B. The Company has maintained proper records showing full particulars of intangible assets.
b) All Property, Plant and Equipment have not been physically verified by the management during the year but there is a planned programme of verifying them once in three years which, in our opinion, is reasonable having regard to the size of the Company and the nature of its assets. No material discrepancies were noticed on such verification.
c) The title deeds of all the immovable properties (other than properties where the Company is the lessee and the lease agreements are duly executed in favour of the lessee) are held in the name of the Company.
d) The Company has not revalued its Property, Plant and Equipment (including right of use assets) or intangible assets during the year ended March 31, 2024.
e) There are no proceedings initiated or are pending against the Company for holding any benami property under the Prohibition of Benami Property Transactions Act, 1988 and rules made thereunder.
(ii) a) The management has conducted physical verification of inventory at reasonable intervals during the year. In our opinion the coverage and the procedure of such verification by the management is appropriate. There were no discrepancies of 10% or more in aggregate for each class of inventory.
b) As disclosed in note 2.12 (b) to the financial statements, the Company has been sanctioned working capital limits in excess of Rs. five crores in aggregate from banks during the year on the basis of security of current assets of the Company. Based on the records examined by us in the normal course of audit of the financial statements, the quarterly returns/statements filed by the Company with such banks are in agreement with the books of accounts of the Company.

- **Given data**
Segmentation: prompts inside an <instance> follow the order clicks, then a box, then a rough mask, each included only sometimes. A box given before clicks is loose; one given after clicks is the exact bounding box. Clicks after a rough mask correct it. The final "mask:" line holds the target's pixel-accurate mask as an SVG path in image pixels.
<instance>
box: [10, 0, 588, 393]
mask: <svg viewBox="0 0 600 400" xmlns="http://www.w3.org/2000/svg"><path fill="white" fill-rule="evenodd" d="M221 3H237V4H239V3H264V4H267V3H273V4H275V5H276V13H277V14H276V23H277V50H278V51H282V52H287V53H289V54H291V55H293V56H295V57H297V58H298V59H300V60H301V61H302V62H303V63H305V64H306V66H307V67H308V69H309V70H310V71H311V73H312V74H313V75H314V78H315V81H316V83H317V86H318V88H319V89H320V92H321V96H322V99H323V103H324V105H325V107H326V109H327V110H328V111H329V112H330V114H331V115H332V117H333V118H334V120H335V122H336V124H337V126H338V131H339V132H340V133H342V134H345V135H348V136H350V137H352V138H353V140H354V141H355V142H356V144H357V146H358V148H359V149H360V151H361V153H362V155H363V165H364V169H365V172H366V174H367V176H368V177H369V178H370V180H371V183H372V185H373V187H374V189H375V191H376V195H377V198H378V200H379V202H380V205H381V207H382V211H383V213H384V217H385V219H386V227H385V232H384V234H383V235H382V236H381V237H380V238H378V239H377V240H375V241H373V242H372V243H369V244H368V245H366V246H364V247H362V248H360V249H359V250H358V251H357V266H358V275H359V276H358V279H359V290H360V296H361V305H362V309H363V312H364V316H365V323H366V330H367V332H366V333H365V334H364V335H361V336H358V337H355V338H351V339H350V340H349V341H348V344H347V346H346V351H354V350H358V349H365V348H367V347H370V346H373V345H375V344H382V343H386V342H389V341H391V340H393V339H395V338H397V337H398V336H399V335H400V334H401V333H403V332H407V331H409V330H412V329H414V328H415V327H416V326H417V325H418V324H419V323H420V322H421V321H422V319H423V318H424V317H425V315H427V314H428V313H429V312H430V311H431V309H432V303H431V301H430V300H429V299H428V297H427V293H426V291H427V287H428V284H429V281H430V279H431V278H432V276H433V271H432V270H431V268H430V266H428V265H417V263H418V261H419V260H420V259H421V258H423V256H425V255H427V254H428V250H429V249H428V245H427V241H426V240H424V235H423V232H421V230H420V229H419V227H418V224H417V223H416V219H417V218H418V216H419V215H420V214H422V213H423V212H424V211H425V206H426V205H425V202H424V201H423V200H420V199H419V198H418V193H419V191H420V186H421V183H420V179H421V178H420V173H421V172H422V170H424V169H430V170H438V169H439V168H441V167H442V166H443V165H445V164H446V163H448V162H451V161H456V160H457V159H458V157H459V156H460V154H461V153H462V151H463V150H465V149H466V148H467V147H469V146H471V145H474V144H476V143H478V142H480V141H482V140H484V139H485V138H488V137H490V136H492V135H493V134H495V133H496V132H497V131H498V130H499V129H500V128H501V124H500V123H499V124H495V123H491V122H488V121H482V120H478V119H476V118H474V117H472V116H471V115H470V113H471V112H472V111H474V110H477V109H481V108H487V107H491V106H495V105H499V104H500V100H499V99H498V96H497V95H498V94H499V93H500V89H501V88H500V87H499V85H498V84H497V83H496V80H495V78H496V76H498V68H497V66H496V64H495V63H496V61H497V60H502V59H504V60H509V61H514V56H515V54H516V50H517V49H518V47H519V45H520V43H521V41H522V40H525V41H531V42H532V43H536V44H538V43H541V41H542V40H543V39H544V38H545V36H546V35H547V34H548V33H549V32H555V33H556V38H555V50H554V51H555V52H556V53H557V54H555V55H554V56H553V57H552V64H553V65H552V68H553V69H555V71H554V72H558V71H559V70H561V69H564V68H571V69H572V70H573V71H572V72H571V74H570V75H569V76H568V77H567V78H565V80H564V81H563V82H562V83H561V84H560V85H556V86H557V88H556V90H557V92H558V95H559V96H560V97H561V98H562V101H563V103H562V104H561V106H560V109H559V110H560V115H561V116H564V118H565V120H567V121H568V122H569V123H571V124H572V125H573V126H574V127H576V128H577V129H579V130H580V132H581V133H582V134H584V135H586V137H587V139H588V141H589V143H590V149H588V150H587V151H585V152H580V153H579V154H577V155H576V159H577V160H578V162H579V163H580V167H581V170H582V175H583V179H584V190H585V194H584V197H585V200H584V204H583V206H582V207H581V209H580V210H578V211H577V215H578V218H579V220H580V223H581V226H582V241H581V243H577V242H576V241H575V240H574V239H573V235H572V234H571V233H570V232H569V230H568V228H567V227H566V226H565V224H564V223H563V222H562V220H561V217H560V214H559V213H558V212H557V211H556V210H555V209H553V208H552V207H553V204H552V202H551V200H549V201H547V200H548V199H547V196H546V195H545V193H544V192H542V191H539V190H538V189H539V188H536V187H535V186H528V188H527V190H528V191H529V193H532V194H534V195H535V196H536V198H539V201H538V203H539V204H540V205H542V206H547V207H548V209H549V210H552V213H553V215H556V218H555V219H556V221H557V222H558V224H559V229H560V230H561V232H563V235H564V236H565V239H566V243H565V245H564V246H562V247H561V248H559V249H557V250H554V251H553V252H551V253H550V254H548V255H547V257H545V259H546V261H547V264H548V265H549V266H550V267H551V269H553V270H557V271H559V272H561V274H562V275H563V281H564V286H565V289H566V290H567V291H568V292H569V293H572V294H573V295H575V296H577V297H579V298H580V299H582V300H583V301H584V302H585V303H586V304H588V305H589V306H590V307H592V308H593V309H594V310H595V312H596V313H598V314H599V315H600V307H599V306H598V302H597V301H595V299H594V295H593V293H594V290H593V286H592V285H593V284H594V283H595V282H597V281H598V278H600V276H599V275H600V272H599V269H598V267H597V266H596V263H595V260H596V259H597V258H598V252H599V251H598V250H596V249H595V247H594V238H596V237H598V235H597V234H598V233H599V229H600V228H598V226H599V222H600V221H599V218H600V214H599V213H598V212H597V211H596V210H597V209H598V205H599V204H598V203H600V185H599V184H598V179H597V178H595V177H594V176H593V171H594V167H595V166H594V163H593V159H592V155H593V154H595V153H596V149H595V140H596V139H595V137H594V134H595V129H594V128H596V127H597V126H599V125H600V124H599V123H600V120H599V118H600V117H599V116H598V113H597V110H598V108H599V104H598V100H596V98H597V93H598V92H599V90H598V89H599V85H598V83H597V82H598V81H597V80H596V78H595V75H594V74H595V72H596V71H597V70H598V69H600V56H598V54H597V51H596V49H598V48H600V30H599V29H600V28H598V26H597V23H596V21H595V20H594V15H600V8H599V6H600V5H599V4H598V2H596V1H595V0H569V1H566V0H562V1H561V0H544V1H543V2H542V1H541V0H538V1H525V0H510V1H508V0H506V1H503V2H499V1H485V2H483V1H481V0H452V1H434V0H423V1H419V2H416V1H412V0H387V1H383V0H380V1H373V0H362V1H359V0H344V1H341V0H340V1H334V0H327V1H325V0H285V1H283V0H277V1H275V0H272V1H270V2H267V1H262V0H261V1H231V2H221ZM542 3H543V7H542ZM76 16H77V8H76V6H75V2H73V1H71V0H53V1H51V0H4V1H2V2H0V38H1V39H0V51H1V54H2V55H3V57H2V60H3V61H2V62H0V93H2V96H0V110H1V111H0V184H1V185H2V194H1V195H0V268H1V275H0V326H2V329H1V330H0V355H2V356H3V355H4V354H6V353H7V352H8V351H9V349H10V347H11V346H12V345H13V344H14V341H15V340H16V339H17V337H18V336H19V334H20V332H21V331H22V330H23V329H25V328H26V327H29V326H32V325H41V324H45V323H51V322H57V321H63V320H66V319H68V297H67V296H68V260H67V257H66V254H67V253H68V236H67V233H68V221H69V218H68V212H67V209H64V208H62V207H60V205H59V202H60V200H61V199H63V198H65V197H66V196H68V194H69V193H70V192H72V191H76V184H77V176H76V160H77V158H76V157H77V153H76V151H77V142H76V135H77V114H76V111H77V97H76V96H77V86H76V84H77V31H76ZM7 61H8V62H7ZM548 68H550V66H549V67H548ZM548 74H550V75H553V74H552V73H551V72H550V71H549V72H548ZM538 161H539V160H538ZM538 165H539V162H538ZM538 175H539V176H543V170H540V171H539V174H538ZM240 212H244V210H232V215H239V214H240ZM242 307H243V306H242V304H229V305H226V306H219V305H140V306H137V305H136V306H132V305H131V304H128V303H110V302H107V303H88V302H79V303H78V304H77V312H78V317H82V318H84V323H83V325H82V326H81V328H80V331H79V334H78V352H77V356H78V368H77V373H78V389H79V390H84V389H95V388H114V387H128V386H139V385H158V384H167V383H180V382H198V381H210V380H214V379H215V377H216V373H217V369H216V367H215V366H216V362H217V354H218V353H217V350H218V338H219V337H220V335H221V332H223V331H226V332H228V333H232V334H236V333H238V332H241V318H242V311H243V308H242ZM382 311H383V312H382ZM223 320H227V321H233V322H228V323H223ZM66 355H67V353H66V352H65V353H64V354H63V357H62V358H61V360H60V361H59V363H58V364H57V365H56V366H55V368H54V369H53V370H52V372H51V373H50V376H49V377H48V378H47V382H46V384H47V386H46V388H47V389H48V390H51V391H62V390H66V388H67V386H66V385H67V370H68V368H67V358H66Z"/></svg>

- **Assignment**
Copy the stretch of the auditor's report from "b) All Property, Plant" through "name of the Company." word for word. Rely on the auditor's report alone and not on the data.

- **Completed task**
b) All Property, Plant and Equipment have not been physically verified by the management during the year but there is a planned programme of verifying them once in three years which, in our opinion, is reasonable having regard to the size of the Company and the nature of its assets. No material discrepancies were noticed on such verification.
c) The title deeds of all the immovable properties (other than properties where the Company is the lessee and the lease agreements are duly executed in favour of the lessee) are held in the name of the Company.